■ **What the task requires**: Return the complete listing exactly as it reads, with each picture removed.

══ Data to examine

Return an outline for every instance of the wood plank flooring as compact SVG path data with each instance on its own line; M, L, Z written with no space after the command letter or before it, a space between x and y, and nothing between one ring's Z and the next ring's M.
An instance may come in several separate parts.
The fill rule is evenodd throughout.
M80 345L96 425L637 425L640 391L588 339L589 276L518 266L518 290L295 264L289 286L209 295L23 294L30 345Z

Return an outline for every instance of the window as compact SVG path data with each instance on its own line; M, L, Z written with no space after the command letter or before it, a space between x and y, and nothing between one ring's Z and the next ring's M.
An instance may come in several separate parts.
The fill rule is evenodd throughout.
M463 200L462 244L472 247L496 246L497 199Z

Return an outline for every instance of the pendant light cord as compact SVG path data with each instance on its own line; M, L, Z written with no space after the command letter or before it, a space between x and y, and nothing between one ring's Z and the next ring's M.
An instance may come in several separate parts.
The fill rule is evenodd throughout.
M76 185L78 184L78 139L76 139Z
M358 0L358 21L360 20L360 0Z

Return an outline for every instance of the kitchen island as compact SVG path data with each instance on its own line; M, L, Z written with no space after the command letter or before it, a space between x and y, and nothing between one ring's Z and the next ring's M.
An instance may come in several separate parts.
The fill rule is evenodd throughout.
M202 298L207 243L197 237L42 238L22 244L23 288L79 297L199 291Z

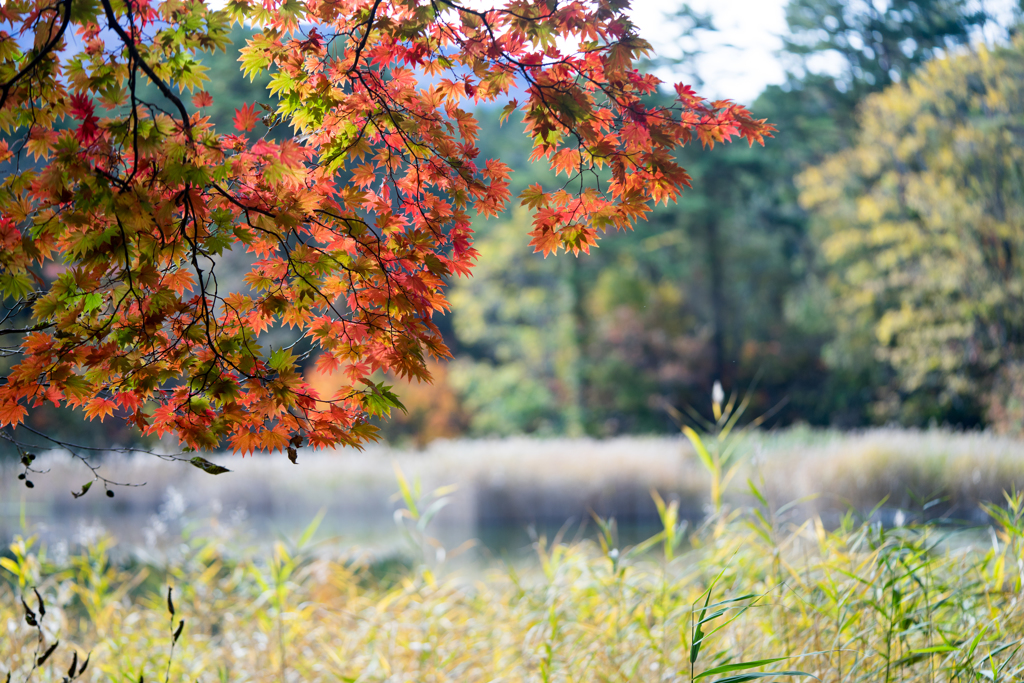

════

■ **Output**:
Return an outline for every instance of the wood plank flooring as compact SVG path data with each instance on its own line; M, L, Z written with no space after the command letter or before it, a space between x and y, and nothing between one ring's Z and the next ring's M.
An instance may come in several separate parts.
The fill rule is evenodd throughout.
M80 345L96 425L637 425L640 391L588 339L589 276L518 266L518 290L295 264L289 286L209 295L23 294L30 345Z

Return an outline for every instance of the window as compact SVG path data with each instance on its own line; M, L, Z written with no space after the command letter or before it, a space between x and y, and nothing between one ring's Z and the next ring's M.
An instance may come in several separate parts.
The fill rule is evenodd throughout.
M463 200L462 244L472 247L496 246L497 199Z

Return an outline for every instance of the pendant light cord as compact SVG path data with each instance on its own line; M, L, Z written with no space after the command letter or before it, a space between x and y, and nothing between one ring's Z and the next ring's M.
An instance may come in several separate parts.
The fill rule is evenodd throughout.
M76 185L78 184L78 139L76 139Z
M358 0L358 21L360 20L360 0Z

Return an outline for every instance of the kitchen island as compact SVG path data with each instance on its own line; M, L, Z written with no space after the command letter or before it, a space between x and y, and nothing between one ring's Z and the next ring's M.
An instance may come in several separate parts.
The fill rule is evenodd throughout.
M202 298L207 243L197 237L42 238L22 244L23 288L79 297L199 291Z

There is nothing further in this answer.